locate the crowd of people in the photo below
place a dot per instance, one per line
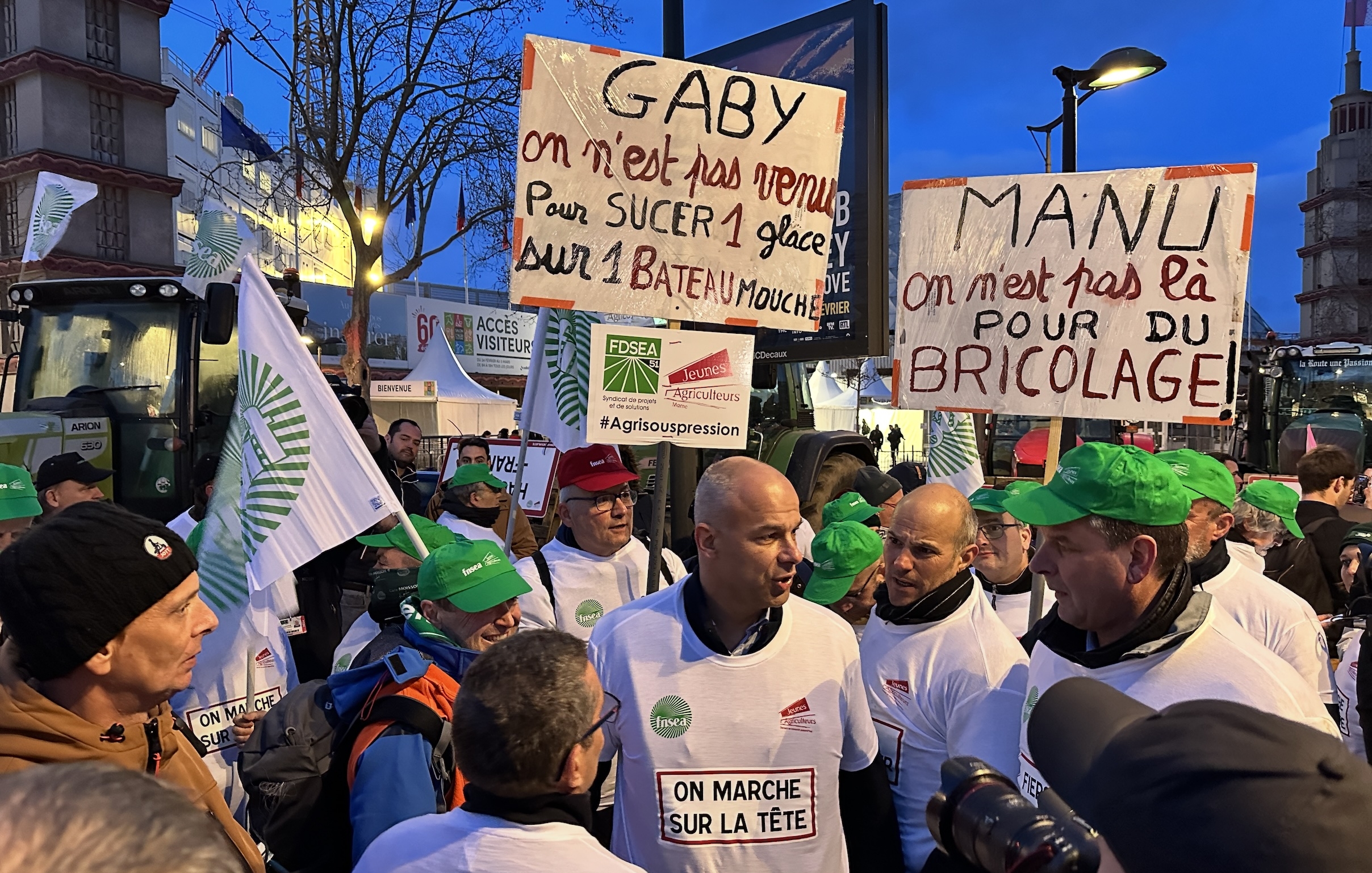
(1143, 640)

================

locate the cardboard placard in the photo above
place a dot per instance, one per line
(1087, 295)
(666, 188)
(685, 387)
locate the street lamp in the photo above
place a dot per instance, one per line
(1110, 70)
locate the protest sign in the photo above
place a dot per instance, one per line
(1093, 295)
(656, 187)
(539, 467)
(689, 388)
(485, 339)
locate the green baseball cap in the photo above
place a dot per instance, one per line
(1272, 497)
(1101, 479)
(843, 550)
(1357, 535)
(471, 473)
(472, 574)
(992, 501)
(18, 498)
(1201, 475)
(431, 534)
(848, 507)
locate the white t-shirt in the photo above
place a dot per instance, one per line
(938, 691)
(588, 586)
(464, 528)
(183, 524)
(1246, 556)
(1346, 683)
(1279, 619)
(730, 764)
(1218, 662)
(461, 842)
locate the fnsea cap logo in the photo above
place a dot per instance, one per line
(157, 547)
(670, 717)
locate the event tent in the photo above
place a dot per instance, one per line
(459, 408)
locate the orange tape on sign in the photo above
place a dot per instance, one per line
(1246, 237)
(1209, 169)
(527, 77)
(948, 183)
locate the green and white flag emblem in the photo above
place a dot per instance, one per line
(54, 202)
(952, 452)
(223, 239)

================

For each line above that carries the word "white", copy it out.

locate the white t-shirt in the photo above
locate the green and white flag emblem in the photo above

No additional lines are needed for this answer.